MATERIAL FOR THIS EXERCISE —
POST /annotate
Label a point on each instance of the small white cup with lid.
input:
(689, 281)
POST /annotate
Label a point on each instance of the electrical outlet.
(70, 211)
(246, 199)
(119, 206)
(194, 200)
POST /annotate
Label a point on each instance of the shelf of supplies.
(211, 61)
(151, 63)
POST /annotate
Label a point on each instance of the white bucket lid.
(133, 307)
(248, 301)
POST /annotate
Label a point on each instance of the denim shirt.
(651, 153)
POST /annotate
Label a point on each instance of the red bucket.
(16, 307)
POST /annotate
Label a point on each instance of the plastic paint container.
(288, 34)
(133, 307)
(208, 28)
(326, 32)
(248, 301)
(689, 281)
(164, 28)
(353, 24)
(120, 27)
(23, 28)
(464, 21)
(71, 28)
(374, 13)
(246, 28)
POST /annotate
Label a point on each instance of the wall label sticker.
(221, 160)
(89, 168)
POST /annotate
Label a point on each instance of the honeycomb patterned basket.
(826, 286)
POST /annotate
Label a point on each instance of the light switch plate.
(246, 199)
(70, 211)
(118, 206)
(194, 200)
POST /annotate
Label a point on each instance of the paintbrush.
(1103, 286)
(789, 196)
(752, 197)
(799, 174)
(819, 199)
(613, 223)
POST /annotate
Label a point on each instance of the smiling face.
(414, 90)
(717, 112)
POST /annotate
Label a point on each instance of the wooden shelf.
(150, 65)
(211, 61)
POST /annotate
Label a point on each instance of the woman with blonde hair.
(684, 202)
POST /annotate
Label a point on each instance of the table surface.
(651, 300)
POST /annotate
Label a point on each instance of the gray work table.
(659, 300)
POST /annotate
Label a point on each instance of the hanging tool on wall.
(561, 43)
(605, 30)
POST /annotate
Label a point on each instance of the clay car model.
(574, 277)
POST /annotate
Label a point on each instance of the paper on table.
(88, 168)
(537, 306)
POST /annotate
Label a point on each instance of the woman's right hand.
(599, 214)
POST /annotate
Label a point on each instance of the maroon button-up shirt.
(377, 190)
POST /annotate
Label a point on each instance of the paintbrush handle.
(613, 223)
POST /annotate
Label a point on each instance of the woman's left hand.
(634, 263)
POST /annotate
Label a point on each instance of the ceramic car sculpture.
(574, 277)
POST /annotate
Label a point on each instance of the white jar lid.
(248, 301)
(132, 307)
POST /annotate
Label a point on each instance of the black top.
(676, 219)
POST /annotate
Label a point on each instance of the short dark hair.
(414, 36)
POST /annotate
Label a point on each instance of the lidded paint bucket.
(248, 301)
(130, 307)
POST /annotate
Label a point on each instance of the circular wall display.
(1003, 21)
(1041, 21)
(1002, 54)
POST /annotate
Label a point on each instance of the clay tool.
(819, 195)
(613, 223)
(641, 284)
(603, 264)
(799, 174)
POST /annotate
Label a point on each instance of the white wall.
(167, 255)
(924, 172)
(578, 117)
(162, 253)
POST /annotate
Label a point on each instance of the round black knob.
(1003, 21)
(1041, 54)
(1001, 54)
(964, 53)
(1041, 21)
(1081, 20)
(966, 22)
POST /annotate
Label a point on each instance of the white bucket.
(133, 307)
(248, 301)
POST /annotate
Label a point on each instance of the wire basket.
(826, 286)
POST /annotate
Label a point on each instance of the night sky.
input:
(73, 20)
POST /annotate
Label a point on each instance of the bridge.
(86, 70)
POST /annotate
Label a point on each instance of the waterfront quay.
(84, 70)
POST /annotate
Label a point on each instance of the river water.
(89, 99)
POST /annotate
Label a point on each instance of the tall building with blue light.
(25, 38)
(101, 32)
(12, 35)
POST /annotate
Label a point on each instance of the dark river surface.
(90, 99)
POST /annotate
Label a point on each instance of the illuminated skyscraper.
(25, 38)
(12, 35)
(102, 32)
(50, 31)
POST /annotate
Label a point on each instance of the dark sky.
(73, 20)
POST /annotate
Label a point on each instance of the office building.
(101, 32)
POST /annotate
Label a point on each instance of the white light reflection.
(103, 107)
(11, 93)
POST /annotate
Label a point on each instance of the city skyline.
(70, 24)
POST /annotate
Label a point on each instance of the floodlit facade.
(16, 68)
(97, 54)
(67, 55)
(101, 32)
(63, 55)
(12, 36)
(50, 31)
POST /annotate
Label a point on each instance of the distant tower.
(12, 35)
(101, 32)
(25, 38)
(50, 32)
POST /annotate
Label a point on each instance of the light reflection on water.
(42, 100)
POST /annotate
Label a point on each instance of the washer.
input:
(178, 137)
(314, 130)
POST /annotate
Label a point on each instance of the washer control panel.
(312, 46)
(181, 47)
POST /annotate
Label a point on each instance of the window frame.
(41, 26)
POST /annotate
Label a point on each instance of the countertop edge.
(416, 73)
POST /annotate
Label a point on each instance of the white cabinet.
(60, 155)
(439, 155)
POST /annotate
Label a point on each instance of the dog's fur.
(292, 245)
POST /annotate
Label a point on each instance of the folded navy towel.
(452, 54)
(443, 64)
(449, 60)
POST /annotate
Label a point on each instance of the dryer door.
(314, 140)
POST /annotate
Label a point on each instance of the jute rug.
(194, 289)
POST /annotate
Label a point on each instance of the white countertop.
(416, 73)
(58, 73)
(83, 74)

TASK DETAILS — Output every record above exactly as it appears.

OUTPUT FOR THIS EXERCISE —
POST /annotate
Label a point on each instance of the small white cup with lid.
input:
(689, 281)
POST /annotate
Label a point on each instance of the electrical outlet.
(70, 211)
(246, 199)
(119, 206)
(194, 200)
POST /annotate
Label a point on each instance of the shelf of supplies.
(211, 61)
(151, 63)
POST /annotate
Label a point on each instance of the white bucket lid.
(133, 307)
(248, 301)
POST /annotate
Label a point on each instance of the denim shirt.
(651, 153)
POST /annotate
Label a point on each instance of the red bucket.
(16, 307)
POST /annotate
Label a point on each instance of the plastic paint container.
(288, 34)
(133, 307)
(208, 28)
(326, 32)
(248, 301)
(689, 281)
(164, 28)
(353, 24)
(120, 27)
(23, 28)
(464, 21)
(71, 28)
(374, 13)
(246, 28)
POST /annotate
Label a point on each instance of the wall label sticker.
(221, 160)
(89, 168)
POST /annotate
Label a point on each instance of the honeycomb patterned basket.
(826, 286)
POST /annotate
Label a point on each instance of the light switch plate.
(246, 199)
(70, 211)
(118, 206)
(194, 200)
POST /annotate
Label a point on each instance of the paintbrush.
(1103, 286)
(789, 196)
(752, 197)
(799, 174)
(819, 199)
(613, 223)
POST /annotate
Label a point on each instance of the smiling face.
(414, 90)
(717, 112)
POST /annotate
Label a point on each instance of the wooden shelf.
(150, 65)
(211, 61)
POST /annotate
Label a point on each instance of the woman with blonde hair.
(684, 202)
POST /annotate
Label a point on each instance of the table surface.
(651, 300)
POST /annotate
Label a point on each instance of the gray work table.
(659, 300)
POST /annotate
Label a point on each instance of the hanging tool on wall.
(561, 43)
(605, 30)
POST /annotate
Label a point on each instance of the clay car model.
(574, 277)
POST /annotate
Label a point on each instance of the paper on table.
(88, 168)
(537, 306)
POST /annotate
Label a point on each instance of the woman's right hand.
(599, 214)
POST /annotate
Label a point on each instance of the maroon button-up shirt.
(377, 190)
POST /annotate
Label a point on each instance of the paintbrush handle.
(613, 223)
POST /annotate
Label a point on each instance of the woman's left hand.
(634, 263)
POST /annotate
Label a point on each instance of the ceramic car sculpture.
(574, 277)
POST /annotate
Label a point on each instance of the white jar lid.
(248, 301)
(132, 307)
POST /annotate
Label a point on each instance of the black top.
(676, 219)
POST /annotate
Label a point on each instance of the short dark hair.
(414, 36)
POST /annotate
Label a point on each instance of the lidded paint bucket.
(248, 301)
(130, 307)
POST /annotate
Label a point on each instance of the circular wall display.
(1003, 21)
(1041, 21)
(1002, 54)
POST /annotate
Label a point on each instance of the clay tool.
(819, 195)
(613, 223)
(641, 284)
(603, 264)
(799, 174)
POST /annotate
Label a point on each instance of the white wall.
(167, 255)
(924, 172)
(578, 117)
(162, 253)
POST /annotate
Label a point on each instance of the round black knob.
(1003, 21)
(1041, 54)
(1001, 54)
(964, 53)
(1041, 21)
(1081, 20)
(966, 22)
POST /annotate
Label a point on each instance of the white bucket.
(133, 307)
(248, 301)
POST /annotate
Label a point on each instance of the wire basket.
(826, 286)
POST /annotate
Label a point on each instance of the night sky.
input:
(73, 20)
POST /annotate
Label a point on each instance of the bridge.
(86, 70)
POST /annotate
Label a point on each instance of the waterfront quay.
(84, 70)
POST /annotate
Label a point on each instance of the river water.
(89, 99)
POST /annotate
Label a point on each instance of the tall building with blue light.
(25, 38)
(101, 32)
(12, 35)
POST /annotate
Label a point on each instance of the dark river surface.
(90, 99)
POST /annotate
Label a point on each instance of the illuminated skyscraper.
(25, 38)
(12, 35)
(102, 32)
(50, 31)
POST /annotate
Label a point on each instance of the dark sky.
(73, 20)
POST /annotate
Label a point on each instance of the office building.
(101, 32)
POST /annotate
Label a point on each instance of the white light reflection.
(103, 107)
(11, 93)
POST /annotate
Label a point on each instance of the city skyline.
(70, 24)
POST /annotate
Label a point on each instance of the floodlit facade.
(16, 68)
(97, 54)
(67, 55)
(101, 32)
(63, 55)
(12, 36)
(50, 31)
POST /annotate
Label a point on each instance of the distant tower.
(12, 35)
(101, 32)
(25, 38)
(50, 32)
POST /annotate
Label a point on each instance of the light reflection on water.
(42, 100)
POST /annotate
Label a point on each instance of the washer.
input:
(178, 137)
(314, 130)
POST /annotate
Label a point on each instance of the washer control panel.
(312, 46)
(181, 47)
POST /annotate
Label a point on each instance of the window frame.
(41, 26)
POST /annotate
Label a point on each instance of the countertop edge.
(416, 73)
POST /annotate
Label a point on each instance of the white cabinet.
(60, 155)
(439, 155)
POST /annotate
Label a point on each instance of the dog's fur.
(292, 245)
POST /annotate
Label a point on each instance of the folded navy towel.
(452, 54)
(443, 64)
(449, 60)
POST /annotate
Label a point on each instance of the dryer door.
(314, 140)
POST /annotate
Label a point on each instance of the jute rug.
(194, 289)
POST /annotate
Label a point on each instance of the white countertop.
(416, 73)
(58, 73)
(83, 74)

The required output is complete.